(Supplied data begins)

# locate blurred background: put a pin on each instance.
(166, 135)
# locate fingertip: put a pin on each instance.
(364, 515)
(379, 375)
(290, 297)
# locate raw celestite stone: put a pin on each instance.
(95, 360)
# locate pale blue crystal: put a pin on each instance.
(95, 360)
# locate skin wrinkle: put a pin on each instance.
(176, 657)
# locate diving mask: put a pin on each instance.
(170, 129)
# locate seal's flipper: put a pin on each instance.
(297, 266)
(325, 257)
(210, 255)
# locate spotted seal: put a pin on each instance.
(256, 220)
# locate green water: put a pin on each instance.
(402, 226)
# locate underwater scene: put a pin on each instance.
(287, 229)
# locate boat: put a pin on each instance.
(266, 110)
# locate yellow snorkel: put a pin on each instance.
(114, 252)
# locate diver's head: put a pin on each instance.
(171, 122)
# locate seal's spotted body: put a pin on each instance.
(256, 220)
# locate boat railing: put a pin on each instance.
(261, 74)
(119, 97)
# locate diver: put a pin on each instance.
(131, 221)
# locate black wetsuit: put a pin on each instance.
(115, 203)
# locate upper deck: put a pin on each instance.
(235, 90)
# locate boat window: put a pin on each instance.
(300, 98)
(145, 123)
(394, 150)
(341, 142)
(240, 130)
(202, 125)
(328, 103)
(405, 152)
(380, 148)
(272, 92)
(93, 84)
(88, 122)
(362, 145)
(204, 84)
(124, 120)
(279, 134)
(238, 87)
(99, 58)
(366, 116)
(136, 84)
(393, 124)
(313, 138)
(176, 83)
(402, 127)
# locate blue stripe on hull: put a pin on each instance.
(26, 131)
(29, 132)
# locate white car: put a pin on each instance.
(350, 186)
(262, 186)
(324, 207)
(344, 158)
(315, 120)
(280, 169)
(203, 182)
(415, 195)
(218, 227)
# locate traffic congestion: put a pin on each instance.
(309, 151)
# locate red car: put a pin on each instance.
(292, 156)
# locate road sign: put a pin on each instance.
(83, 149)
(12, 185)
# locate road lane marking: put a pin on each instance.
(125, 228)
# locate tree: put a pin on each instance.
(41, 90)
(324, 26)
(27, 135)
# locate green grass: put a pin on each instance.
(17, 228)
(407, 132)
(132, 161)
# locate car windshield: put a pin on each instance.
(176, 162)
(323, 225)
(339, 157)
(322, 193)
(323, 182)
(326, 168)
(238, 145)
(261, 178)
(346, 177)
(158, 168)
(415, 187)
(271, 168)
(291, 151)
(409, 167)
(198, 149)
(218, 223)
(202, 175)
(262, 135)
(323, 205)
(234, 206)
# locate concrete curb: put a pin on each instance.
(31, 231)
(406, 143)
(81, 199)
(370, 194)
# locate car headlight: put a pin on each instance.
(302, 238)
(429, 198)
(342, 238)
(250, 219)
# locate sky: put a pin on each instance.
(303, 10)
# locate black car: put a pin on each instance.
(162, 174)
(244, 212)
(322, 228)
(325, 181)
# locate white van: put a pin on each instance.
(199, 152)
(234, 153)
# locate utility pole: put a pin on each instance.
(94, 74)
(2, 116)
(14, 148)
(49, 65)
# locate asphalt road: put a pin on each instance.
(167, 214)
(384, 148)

(Supplied data ends)

** What you have to do **
Each line from the one containing "# locate boat railing: put" to the final line of the entries above must be returned exactly, and no other line may appear.

** Solution to this exercise **
# locate boat railing: put a pin on each instance.
(261, 74)
(119, 97)
# locate diver: put a pin on each instance.
(131, 221)
# locate black wetsuit: put a pin on each instance.
(115, 203)
# locate upper deck: put a pin on each instance.
(235, 90)
# locate boat window: put a pin on each instance.
(300, 98)
(145, 123)
(394, 150)
(341, 142)
(240, 130)
(202, 125)
(328, 103)
(405, 152)
(380, 148)
(272, 92)
(93, 84)
(88, 122)
(362, 145)
(204, 84)
(124, 120)
(279, 134)
(238, 87)
(99, 58)
(366, 116)
(136, 84)
(393, 124)
(313, 138)
(176, 83)
(402, 127)
# locate blue stripe on hull: put a pin on each instance.
(26, 131)
(29, 132)
# locate white car: put a pin on each instance.
(350, 186)
(262, 186)
(324, 207)
(344, 158)
(315, 120)
(280, 169)
(203, 182)
(415, 195)
(218, 227)
# locate traffic congestion: put a pin on each instance.
(309, 151)
# locate red car: put a pin on each instance.
(292, 156)
# locate road sign: put a pin on each instance.
(83, 149)
(12, 185)
# locate road lane marking: put a pin on each instance.
(125, 228)
# locate tree: put a pin on each instance.
(41, 90)
(324, 26)
(27, 135)
# locate green grass: put a pin on each instance.
(17, 228)
(407, 132)
(132, 161)
# locate car windshield: put a pin on each instance.
(176, 162)
(323, 225)
(339, 157)
(322, 193)
(323, 182)
(326, 168)
(238, 145)
(261, 178)
(346, 177)
(158, 168)
(415, 187)
(271, 168)
(291, 151)
(409, 167)
(198, 149)
(218, 223)
(202, 175)
(262, 135)
(323, 205)
(234, 206)
# locate concrete curb: put a pin on each instance.
(31, 231)
(406, 143)
(81, 199)
(370, 194)
# locate car headlight: put a pin on each instance.
(302, 238)
(429, 198)
(342, 238)
(250, 219)
# locate sky: put a pin on each instance.
(303, 10)
# locate black car: put a pin on each instance.
(162, 174)
(244, 212)
(322, 228)
(325, 181)
# locate white van: put a pin on each instance.
(199, 152)
(234, 153)
# locate utility pole: put a pin on each instance.
(94, 74)
(2, 116)
(14, 148)
(49, 65)
# locate asphalt road: put a pin on each instance.
(167, 214)
(384, 148)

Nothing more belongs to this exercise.